### 练习任务 1
把数据行中含有字符串"stone"的每一行都摘出来，区分大小写。

### 文本片段
((
绝对坦诚,绝对壮志,绝对裸露,孩子似的怕死。充满疲倦的等待,等待死亡。
我们在他死后发现这张奇特的画:被一阵面部痉挛击倒,他扭身瘫坐在椅子上,因痛苦而大笑狂喊;缺将变形的脸保持在镜前,观看这抽搐,嘲笑这眼泪。
一切都使他忙碌着、激动着、紧张着、纠结着,将他撕扯拉拽,他攫取一切,又扔开,直到再次抽搐,回到画板旁,再次作画。
他感到笃信,在他这场创作的残酷战役中,不只为个体的命运辩解,也体现了人性的、普遍的、必要的那些东西。他感到,又一次站在一个使命、一个命运前而之前经历的一切恐惧、逃避、迷狂与不安,只是对这件任务的恐惧和逃避。现在不再有恐惧或逃避了,只有前进,只有砍击、胜利与沉没。他胜利,沉没、受难;他大笑,咬紧牙关,拼杀并死去;被埋葬,而后重生。
——《自画像》
我崇拜流浪、变化和幻想,不愿将我的爱钉在地球某处。我一直仅将所爱的当作一个比喻。若我们的爱滞留某处,成为了忠贞和美德,在我这儿就会变得可疑。
祝福农夫们!祝福安居乐业者们!祝福笃诚有德之人!我可以喜爱、崇拜、羡慕他们,但若去模仿他们的美德,也就失去了半条命。我想成为崭新的存有。曾经,我既想成为诗人,又想成为市民;既想成为艺术家和幻想者,也愿同时拥有美德,享有故乡。我用了很久才明白,人不可能同时成为并拥有两者。我明白自己是游牧人,不是农夫;是追寻者,不是持有者。我为了心中僵化的神明与教条已持戒太久,这是我的错误、我的痛苦,是我对世间疾苦犯下的共醉:因对自己施暴,因不敢走上释然之路,我为这世界增加了罪与苦。释然之路既不向左也不向右,它通向自我内心。此间唯有神明,此间唯有和平。
——《乡居》
世界越来越美了。我独自一人,却很自在。我别无所求,只想被阳光晒透。我渴望成熟。准备好死去,准备好重生。
世界越来越美了。
))
### 数据摘录
((
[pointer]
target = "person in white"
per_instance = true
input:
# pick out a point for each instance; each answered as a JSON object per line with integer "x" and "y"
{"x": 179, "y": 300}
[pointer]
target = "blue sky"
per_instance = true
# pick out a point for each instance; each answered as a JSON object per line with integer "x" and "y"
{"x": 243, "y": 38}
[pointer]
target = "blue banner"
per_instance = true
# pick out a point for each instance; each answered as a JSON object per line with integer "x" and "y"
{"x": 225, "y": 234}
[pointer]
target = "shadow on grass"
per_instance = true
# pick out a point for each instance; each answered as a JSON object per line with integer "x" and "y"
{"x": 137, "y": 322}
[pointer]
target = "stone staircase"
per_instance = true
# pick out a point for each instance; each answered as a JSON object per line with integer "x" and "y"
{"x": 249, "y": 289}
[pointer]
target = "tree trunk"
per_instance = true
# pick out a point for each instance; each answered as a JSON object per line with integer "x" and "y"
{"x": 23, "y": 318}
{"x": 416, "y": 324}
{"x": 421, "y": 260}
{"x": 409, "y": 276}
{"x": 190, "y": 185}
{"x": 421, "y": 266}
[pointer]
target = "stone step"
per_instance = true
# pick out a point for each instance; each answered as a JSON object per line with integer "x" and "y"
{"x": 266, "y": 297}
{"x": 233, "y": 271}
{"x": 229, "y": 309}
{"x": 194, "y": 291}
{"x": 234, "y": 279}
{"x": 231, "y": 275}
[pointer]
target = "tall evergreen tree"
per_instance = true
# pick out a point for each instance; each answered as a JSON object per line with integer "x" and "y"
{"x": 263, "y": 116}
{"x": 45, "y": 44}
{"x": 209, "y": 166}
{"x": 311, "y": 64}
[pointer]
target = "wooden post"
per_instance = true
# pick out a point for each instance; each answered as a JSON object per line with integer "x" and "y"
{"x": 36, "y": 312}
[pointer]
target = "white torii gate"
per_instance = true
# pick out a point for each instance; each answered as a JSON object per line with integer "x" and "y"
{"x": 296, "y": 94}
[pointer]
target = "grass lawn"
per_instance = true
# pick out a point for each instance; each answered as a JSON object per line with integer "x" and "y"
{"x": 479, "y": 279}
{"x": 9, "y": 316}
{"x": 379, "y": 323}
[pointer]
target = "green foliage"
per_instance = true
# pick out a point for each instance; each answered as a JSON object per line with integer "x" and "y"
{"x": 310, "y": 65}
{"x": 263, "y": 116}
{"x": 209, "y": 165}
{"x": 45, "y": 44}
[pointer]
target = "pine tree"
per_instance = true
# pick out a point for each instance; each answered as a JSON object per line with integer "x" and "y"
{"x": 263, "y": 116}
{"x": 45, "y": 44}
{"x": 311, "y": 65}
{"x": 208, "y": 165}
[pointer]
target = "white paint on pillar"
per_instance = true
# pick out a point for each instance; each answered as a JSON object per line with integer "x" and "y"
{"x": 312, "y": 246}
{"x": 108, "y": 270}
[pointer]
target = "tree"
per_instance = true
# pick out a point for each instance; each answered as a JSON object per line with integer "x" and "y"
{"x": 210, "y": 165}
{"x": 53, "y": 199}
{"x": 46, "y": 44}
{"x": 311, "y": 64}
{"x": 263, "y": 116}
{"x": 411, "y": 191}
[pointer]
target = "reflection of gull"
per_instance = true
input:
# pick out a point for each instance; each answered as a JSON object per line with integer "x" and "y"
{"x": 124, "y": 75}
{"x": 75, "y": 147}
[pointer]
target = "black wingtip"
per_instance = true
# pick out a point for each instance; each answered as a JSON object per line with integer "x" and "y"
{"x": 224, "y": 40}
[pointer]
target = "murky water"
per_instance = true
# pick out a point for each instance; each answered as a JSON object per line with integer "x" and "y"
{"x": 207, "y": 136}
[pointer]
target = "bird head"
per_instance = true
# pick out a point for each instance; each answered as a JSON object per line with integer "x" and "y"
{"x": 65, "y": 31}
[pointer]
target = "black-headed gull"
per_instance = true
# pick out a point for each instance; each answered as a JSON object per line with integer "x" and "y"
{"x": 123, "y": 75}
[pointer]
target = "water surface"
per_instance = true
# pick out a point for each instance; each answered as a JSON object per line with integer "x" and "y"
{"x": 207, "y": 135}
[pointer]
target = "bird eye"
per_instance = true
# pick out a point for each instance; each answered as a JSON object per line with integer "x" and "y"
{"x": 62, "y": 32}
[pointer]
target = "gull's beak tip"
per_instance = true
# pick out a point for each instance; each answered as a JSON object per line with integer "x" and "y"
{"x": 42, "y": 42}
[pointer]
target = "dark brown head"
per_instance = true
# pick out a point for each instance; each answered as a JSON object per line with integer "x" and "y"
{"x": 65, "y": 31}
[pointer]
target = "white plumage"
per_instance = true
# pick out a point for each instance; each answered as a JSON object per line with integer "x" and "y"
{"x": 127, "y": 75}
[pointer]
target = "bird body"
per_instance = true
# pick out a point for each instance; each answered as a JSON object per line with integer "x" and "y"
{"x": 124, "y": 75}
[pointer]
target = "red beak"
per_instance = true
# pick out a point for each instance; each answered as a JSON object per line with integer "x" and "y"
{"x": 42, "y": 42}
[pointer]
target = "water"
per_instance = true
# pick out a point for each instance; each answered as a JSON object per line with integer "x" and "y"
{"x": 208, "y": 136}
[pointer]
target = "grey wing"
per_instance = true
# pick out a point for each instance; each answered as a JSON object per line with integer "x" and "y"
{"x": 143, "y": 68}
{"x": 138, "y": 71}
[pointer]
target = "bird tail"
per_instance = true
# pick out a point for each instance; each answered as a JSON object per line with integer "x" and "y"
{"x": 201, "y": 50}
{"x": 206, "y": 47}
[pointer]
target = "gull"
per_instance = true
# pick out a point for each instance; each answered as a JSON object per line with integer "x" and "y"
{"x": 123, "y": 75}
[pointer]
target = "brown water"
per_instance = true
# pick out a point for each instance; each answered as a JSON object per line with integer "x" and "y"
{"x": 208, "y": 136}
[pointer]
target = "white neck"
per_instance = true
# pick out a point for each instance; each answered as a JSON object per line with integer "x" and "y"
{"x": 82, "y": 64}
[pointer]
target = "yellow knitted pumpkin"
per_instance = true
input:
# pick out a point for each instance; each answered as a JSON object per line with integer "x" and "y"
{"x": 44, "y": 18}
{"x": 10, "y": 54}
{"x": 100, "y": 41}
))
### 练习任务 2
从文本片段中照原文抄出以"绝对坦诚,绝对壮志,绝对裸露,孩子似的怕死。充满疲倦的等待,等待死亡。"开头、以"美德,在我这儿就会变得可疑。"结尾的部分。

### 题目解答 1
target = "stone staircase"
target = "stone step"

### 题目解答 2
绝对坦诚,绝对壮志,绝对裸露,孩子似的怕死。充满疲倦的等待,等待死亡。
我们在他死后发现这张奇特的画:被一阵面部痉挛击倒,他扭身瘫坐在椅子上,因痛苦而大笑狂喊;缺将变形的脸保持在镜前,观看这抽搐,嘲笑这眼泪。
一切都使他忙碌着、激动着、紧张着、纠结着,将他撕扯拉拽,他攫取一切,又扔开,直到再次抽搐,回到画板旁,再次作画。
他感到笃信,在他这场创作的残酷战役中,不只为个体的命运辩解,也体现了人性的、普遍的、必要的那些东西。他感到,又一次站在一个使命、一个命运前而之前经历的一切恐惧、逃避、迷狂与不安,只是对这件任务的恐惧和逃避。现在不再有恐惧或逃避了,只有前进,只有砍击、胜利与沉没。他胜利,沉没、受难;他大笑,咬紧牙关,拼杀并死去;被埋葬,而后重生。
——《自画像》
我崇拜流浪、变化和幻想,不愿将我的爱钉在地球某处。我一直仅将所爱的当作一个比喻。若我们的爱滞留某处,成为了忠贞和美德,在我这儿就会变得可疑。